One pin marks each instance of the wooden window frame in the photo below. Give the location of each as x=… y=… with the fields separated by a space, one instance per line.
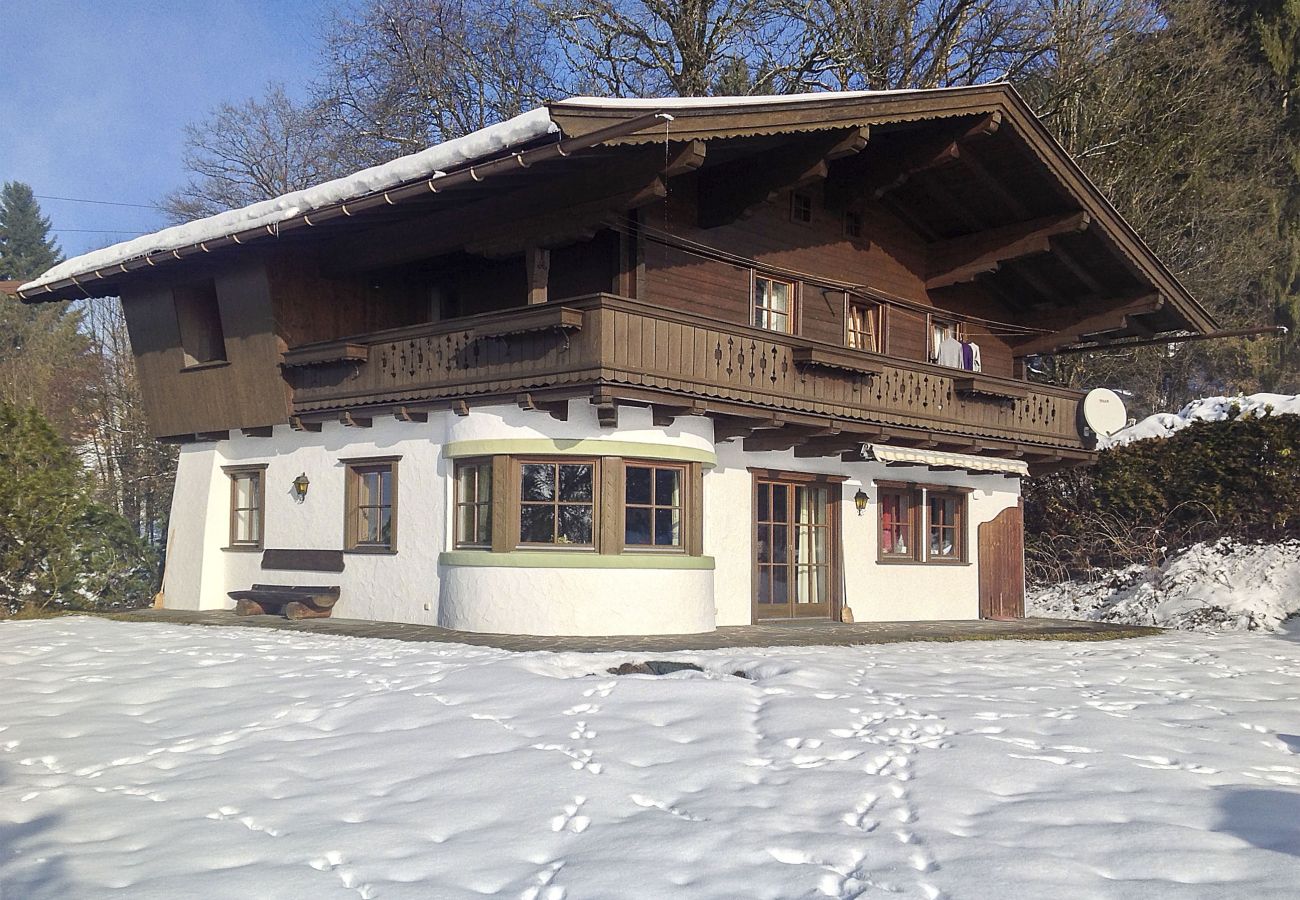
x=801 y=207
x=918 y=526
x=355 y=468
x=485 y=541
x=237 y=472
x=791 y=314
x=518 y=502
x=685 y=507
x=852 y=224
x=882 y=317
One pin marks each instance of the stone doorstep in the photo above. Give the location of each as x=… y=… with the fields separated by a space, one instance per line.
x=802 y=634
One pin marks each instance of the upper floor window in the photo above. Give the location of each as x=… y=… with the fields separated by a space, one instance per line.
x=473 y=503
x=774 y=304
x=653 y=505
x=198 y=317
x=801 y=208
x=371 y=500
x=852 y=224
x=247 y=506
x=866 y=327
x=557 y=502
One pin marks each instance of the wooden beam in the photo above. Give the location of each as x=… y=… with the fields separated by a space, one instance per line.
x=936 y=152
x=1109 y=320
x=625 y=180
x=299 y=425
x=537 y=265
x=963 y=259
x=729 y=190
x=404 y=414
x=557 y=410
x=663 y=415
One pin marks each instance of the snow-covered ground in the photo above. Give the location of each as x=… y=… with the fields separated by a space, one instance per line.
x=163 y=761
x=1218 y=585
x=1208 y=409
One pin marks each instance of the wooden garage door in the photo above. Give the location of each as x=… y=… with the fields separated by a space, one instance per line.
x=1001 y=566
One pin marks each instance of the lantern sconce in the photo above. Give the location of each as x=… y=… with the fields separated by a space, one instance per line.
x=859 y=501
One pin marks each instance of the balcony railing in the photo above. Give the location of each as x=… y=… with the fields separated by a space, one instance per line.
x=620 y=344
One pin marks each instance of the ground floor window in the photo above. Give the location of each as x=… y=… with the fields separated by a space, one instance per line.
x=911 y=511
x=603 y=505
x=371 y=505
x=247 y=506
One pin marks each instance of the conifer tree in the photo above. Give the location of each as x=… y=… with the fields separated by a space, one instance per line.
x=26 y=249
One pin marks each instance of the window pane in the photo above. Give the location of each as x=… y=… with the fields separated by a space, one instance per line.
x=537 y=481
x=466 y=532
x=667 y=528
x=575 y=524
x=637 y=531
x=667 y=487
x=576 y=483
x=638 y=484
x=537 y=524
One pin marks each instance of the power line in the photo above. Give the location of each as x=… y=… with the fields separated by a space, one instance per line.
x=102 y=203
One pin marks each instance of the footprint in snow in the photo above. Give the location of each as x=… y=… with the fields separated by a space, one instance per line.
x=571 y=820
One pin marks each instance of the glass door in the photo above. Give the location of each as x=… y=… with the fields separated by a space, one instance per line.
x=793 y=550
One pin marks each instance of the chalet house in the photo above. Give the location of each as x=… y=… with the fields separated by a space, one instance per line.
x=637 y=366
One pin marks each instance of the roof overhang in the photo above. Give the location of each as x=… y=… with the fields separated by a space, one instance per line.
x=944 y=461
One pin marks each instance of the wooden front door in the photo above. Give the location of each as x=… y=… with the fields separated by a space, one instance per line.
x=1001 y=566
x=796 y=571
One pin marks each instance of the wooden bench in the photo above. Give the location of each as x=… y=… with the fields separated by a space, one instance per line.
x=293 y=601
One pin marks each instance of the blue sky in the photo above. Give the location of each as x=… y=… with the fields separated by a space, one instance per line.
x=95 y=94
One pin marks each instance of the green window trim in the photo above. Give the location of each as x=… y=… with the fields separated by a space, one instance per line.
x=572 y=559
x=534 y=446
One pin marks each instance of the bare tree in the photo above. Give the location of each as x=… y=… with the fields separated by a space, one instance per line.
x=252 y=151
x=402 y=74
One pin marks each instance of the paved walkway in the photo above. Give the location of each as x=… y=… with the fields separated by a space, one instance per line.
x=784 y=634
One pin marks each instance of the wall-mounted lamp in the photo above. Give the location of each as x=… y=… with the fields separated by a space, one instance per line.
x=859 y=501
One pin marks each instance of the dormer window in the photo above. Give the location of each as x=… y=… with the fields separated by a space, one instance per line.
x=198 y=316
x=774 y=304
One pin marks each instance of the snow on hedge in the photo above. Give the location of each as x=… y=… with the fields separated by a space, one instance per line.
x=1209 y=409
x=159 y=761
x=1220 y=585
x=424 y=164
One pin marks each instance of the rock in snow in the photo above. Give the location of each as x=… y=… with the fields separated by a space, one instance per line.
x=152 y=761
x=1208 y=409
x=1220 y=585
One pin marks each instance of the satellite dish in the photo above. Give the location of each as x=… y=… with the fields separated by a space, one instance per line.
x=1104 y=412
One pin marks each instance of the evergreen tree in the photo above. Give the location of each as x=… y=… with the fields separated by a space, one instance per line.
x=26 y=249
x=57 y=548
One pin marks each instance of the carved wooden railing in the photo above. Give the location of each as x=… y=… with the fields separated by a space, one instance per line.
x=603 y=340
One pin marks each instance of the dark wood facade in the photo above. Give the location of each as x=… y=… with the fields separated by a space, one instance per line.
x=624 y=273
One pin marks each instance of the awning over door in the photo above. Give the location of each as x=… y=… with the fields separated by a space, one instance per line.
x=936 y=459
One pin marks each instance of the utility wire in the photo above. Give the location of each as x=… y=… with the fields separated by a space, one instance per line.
x=102 y=203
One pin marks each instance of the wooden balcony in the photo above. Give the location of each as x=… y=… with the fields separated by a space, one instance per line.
x=612 y=349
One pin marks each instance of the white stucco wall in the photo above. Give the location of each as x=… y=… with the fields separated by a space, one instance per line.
x=411 y=585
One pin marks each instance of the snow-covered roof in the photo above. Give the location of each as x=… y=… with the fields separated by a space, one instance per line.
x=415 y=167
x=1208 y=409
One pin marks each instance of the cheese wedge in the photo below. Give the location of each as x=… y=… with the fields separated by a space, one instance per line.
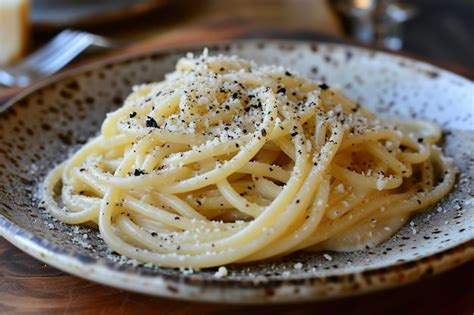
x=14 y=29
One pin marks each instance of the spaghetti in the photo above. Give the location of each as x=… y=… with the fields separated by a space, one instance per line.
x=225 y=161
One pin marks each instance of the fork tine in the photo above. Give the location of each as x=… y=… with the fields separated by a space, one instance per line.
x=54 y=50
x=47 y=50
x=65 y=56
x=62 y=49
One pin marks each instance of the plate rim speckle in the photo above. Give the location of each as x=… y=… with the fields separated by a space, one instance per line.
x=219 y=290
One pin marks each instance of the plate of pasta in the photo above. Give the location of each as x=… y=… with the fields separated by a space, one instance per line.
x=245 y=172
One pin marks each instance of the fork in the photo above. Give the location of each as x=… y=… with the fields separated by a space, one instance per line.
x=63 y=48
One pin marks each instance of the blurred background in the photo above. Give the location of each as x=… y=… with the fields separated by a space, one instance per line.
x=439 y=31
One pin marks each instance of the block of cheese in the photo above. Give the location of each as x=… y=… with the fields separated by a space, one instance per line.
x=14 y=29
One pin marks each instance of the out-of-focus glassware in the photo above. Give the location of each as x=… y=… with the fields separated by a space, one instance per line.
x=376 y=21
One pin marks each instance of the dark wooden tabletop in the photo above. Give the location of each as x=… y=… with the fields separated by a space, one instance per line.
x=28 y=286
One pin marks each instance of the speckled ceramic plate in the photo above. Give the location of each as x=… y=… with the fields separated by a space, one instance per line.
x=40 y=127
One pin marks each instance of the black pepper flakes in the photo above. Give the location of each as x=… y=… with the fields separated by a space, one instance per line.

========================================

**Requisitos da tarefa**: Reproduza sem alterações as linhas da listagem, começando no início dela e terminando na linha que contém "x=663 y=415", com ambas as extremidades incluídas. Deixe as imagens de fora da resposta.

**Resposta**:
One pin marks each instance of the wooden window frame in the photo below. Give the location of each as x=… y=… with the fields separated by a space, one instance per line.
x=801 y=207
x=918 y=526
x=355 y=468
x=485 y=541
x=237 y=472
x=791 y=314
x=518 y=502
x=685 y=507
x=852 y=224
x=882 y=317
One pin marks each instance of the stone doorstep in the photo above. Give the location of each as x=… y=… with the fields separated by a space, one instance per line.
x=802 y=634
One pin marks each instance of the upper floor window in the photo above. Give the location of each as x=… y=… with the fields separated by a space, one instance per line.
x=473 y=503
x=774 y=304
x=653 y=505
x=198 y=317
x=801 y=208
x=371 y=500
x=852 y=224
x=247 y=506
x=866 y=327
x=557 y=502
One pin marks each instance of the wooden beam in the photo above. Give the location of each as x=… y=… with the fields separated by a space, one instance per line.
x=936 y=152
x=1109 y=320
x=625 y=180
x=299 y=425
x=537 y=265
x=963 y=259
x=729 y=190
x=404 y=414
x=557 y=410
x=663 y=415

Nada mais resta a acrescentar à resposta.